(INSTRUCTIONS FOR THE TASK)
Return every line of the records that contains the word "leaf".

(SUPPLIED INFORMATION)
------------------------
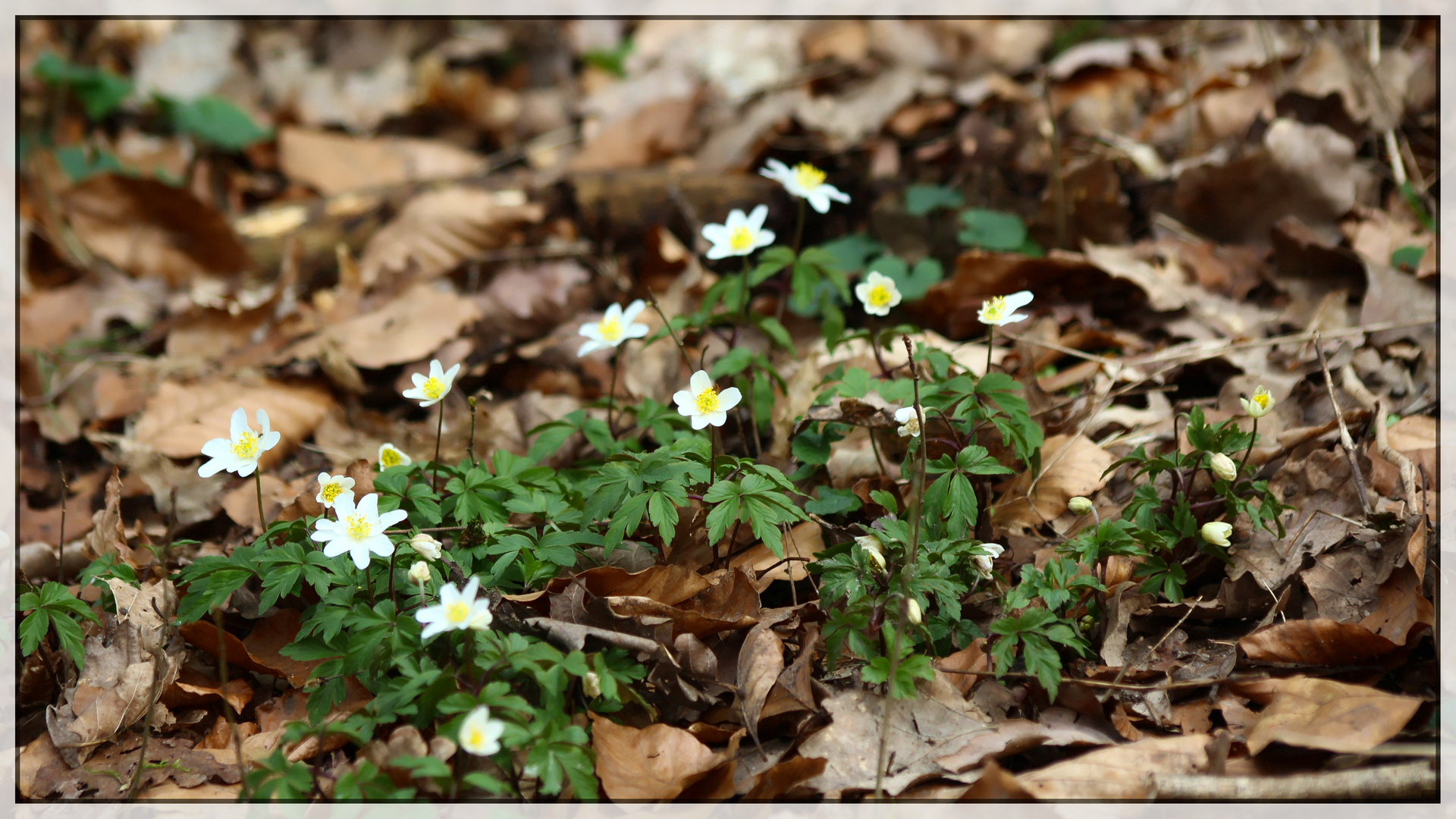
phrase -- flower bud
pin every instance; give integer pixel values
------------------------
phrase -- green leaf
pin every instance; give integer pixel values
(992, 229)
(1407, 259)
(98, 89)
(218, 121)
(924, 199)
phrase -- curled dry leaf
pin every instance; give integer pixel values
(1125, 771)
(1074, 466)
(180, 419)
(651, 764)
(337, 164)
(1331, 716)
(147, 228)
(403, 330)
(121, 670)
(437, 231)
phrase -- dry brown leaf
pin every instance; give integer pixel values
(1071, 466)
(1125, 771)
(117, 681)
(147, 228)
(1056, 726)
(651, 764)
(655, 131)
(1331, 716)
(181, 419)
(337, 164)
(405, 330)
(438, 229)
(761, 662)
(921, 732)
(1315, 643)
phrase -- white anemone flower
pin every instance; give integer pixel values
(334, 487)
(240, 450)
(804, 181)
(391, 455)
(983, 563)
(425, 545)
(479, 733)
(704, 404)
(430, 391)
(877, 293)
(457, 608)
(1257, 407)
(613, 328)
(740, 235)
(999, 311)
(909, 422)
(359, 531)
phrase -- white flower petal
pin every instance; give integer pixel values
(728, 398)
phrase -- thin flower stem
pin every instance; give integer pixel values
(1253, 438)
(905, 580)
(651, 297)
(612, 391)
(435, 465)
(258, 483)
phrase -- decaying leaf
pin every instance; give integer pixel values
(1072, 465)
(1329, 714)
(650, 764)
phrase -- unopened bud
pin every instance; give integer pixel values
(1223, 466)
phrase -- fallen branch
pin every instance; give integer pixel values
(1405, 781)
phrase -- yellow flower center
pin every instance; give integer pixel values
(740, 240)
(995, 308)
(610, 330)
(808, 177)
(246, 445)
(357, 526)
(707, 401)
------------------------
(WORKED ANSWER)
phrase -- green leaf
phrase -- curled dry leaf
phrase -- dry brown leaf
phrase -- decaying leaf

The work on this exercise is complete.